'''

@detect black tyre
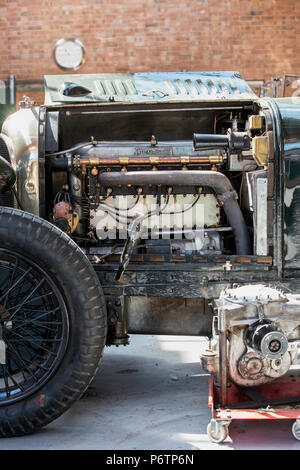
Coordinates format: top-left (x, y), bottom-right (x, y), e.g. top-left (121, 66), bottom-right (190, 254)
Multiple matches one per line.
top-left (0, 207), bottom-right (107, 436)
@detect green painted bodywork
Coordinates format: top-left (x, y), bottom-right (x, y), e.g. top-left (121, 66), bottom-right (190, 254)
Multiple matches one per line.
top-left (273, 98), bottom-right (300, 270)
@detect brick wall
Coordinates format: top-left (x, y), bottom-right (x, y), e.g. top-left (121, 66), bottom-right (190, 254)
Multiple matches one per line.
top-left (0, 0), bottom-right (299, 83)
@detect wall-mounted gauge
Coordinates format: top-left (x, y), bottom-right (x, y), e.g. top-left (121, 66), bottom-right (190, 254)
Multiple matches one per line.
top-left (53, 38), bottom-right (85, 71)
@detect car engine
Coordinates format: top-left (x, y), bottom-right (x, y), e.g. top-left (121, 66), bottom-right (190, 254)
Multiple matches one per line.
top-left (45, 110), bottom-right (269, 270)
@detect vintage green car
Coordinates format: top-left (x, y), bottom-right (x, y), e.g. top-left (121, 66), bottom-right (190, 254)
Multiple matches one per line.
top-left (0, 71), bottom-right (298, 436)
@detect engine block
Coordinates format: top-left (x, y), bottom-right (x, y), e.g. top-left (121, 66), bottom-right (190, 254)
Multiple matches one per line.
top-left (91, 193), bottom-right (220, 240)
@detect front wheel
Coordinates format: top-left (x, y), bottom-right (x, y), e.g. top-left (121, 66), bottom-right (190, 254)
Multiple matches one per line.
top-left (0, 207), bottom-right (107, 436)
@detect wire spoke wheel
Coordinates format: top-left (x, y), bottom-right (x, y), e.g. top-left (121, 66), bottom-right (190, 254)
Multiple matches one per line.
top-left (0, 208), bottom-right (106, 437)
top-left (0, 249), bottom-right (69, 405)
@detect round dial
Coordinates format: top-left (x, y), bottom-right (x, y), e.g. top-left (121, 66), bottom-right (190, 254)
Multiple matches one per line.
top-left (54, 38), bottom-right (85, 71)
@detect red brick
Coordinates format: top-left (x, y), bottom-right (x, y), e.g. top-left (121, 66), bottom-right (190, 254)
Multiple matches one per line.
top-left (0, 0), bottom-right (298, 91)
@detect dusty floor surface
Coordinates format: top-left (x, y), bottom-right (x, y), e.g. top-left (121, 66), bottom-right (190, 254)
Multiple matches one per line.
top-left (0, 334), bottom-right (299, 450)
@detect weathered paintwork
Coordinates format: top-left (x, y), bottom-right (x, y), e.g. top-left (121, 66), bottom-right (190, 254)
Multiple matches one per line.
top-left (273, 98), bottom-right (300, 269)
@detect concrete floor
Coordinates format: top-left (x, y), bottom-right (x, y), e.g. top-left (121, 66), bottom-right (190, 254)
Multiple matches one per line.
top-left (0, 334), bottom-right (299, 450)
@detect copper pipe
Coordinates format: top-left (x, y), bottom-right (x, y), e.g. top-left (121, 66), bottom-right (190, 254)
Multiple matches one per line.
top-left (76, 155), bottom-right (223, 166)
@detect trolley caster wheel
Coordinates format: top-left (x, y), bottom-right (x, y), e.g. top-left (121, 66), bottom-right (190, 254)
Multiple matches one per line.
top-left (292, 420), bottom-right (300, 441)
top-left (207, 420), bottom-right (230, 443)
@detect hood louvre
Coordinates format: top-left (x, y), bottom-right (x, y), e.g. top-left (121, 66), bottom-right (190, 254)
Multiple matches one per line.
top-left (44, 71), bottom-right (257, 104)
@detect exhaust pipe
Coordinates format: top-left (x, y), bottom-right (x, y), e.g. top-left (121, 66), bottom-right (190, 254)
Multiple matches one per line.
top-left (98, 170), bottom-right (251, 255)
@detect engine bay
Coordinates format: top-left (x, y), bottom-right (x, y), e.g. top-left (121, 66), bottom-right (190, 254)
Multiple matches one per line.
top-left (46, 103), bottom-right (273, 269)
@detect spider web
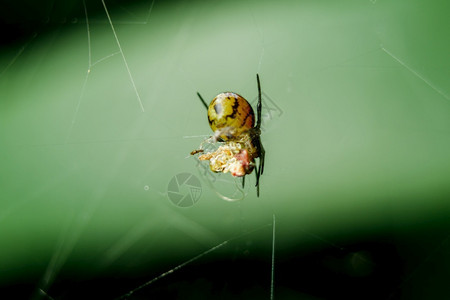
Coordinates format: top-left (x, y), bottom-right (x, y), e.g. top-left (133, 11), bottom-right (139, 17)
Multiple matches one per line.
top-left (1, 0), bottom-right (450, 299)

'''
'''

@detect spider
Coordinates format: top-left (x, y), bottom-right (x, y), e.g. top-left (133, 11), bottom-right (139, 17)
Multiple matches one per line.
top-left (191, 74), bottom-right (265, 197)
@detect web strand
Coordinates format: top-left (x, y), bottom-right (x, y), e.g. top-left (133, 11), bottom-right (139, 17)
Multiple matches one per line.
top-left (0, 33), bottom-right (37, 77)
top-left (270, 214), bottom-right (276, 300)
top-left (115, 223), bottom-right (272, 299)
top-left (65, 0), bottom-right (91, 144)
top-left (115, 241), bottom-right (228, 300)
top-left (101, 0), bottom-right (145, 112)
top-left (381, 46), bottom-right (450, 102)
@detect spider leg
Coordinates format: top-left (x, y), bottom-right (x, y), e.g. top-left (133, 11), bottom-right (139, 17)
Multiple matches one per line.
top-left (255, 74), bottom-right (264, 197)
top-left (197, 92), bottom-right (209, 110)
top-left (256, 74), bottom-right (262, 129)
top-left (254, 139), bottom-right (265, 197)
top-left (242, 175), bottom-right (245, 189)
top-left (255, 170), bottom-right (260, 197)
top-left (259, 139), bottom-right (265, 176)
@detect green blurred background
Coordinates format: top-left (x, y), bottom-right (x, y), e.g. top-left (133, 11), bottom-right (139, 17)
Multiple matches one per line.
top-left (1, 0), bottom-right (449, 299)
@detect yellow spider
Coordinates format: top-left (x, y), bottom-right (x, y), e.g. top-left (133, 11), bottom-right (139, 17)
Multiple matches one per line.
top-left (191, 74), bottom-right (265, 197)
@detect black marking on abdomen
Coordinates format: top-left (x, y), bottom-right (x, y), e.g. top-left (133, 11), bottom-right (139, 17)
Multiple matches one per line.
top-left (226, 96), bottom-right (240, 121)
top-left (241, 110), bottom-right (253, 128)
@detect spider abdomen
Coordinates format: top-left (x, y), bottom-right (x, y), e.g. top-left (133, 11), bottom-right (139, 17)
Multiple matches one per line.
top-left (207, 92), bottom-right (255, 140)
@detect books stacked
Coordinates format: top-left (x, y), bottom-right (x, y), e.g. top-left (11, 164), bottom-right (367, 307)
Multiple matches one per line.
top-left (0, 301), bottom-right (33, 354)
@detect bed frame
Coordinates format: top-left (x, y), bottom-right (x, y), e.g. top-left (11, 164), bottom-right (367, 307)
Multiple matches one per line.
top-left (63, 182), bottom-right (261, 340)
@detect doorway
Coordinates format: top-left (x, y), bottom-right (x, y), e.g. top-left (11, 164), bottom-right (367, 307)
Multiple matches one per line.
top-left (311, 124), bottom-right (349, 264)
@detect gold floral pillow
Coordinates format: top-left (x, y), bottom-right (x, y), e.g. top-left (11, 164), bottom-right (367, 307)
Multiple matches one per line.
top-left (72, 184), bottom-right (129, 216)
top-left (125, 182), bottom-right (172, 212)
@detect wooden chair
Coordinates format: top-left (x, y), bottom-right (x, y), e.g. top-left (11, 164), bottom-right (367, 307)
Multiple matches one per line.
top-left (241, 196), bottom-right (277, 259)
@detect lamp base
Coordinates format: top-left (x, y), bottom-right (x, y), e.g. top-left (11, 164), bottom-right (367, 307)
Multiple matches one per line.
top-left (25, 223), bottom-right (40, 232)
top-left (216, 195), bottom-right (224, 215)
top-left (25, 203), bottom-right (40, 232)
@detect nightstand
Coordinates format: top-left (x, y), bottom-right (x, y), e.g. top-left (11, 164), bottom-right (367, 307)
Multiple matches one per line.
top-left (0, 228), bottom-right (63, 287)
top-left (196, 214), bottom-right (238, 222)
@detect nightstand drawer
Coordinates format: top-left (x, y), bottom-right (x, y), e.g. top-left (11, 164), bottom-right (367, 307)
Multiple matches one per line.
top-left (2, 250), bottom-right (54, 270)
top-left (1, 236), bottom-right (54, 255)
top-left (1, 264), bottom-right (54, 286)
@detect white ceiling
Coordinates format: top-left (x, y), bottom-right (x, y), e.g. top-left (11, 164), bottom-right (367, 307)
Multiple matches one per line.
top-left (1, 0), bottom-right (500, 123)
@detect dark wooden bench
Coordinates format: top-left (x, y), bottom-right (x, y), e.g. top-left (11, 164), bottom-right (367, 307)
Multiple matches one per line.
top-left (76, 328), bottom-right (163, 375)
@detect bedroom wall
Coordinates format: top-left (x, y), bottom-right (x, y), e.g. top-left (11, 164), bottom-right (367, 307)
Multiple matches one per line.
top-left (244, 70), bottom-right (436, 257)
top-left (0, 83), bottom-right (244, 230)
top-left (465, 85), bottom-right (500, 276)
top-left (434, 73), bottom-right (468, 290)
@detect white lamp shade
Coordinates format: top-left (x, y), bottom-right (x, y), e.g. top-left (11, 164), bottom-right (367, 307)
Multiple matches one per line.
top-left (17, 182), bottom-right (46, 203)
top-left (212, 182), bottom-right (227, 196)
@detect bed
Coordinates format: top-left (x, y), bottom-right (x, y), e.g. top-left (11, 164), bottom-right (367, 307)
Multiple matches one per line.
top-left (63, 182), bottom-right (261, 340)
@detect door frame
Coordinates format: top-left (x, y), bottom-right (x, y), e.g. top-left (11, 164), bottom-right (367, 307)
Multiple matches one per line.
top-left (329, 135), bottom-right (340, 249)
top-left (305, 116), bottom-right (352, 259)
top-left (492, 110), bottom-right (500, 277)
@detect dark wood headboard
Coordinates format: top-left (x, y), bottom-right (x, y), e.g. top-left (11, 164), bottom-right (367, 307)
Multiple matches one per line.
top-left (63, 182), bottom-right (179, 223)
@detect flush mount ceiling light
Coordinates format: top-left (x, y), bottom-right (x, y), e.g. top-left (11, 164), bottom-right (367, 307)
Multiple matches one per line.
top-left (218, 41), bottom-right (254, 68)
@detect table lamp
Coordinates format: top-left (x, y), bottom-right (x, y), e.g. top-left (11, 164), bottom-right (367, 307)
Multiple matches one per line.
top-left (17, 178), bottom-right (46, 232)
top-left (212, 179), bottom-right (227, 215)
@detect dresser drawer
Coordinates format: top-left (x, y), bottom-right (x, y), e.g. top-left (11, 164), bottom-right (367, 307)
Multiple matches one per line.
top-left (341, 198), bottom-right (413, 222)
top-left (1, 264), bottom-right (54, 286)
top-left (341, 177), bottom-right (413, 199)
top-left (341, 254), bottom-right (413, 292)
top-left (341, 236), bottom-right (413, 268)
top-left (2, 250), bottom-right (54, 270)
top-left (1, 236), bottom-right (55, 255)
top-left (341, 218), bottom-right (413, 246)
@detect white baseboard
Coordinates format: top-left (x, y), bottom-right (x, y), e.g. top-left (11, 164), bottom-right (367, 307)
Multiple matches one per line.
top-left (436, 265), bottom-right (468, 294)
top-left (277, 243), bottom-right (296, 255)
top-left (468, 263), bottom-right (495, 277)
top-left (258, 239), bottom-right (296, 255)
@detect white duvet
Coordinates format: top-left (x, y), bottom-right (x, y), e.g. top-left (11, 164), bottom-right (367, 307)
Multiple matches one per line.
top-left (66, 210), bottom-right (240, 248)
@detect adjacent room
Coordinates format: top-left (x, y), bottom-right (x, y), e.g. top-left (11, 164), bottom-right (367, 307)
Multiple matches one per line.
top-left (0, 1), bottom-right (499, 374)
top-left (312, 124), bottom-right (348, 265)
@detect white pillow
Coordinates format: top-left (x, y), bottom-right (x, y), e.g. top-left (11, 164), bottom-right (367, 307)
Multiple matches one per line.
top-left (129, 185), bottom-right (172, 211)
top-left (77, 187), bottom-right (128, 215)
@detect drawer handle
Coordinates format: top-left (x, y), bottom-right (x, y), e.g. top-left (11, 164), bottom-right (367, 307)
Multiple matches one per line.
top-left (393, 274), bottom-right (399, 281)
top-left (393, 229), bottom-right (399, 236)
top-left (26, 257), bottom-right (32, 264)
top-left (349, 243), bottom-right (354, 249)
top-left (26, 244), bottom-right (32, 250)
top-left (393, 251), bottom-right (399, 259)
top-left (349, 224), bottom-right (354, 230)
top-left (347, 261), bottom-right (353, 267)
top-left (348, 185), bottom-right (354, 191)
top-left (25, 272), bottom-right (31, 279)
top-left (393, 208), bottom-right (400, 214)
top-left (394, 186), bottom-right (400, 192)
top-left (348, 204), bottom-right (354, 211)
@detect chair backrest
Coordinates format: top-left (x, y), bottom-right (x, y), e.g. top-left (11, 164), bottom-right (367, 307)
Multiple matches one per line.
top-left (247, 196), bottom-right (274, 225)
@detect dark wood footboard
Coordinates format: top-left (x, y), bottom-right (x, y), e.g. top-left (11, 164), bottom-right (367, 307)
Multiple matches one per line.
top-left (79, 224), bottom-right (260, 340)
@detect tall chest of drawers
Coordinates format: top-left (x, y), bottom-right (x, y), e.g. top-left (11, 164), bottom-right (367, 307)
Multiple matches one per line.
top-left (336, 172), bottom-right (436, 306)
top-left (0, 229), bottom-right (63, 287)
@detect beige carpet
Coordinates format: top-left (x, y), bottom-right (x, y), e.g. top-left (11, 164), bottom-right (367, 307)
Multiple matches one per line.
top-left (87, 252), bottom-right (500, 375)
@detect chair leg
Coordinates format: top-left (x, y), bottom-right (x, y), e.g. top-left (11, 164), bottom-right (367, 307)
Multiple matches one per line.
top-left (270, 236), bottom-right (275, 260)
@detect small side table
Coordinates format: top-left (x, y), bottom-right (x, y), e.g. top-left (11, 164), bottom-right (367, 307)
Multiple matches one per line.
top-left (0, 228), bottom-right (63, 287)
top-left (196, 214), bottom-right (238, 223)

'''

§ **TASK REQUIREMENTS**: Show every line of the data in which the word "floor" appears.

§ **REPLY TO THE EXERCISE**:
@detect dusty floor surface
@detect concrete floor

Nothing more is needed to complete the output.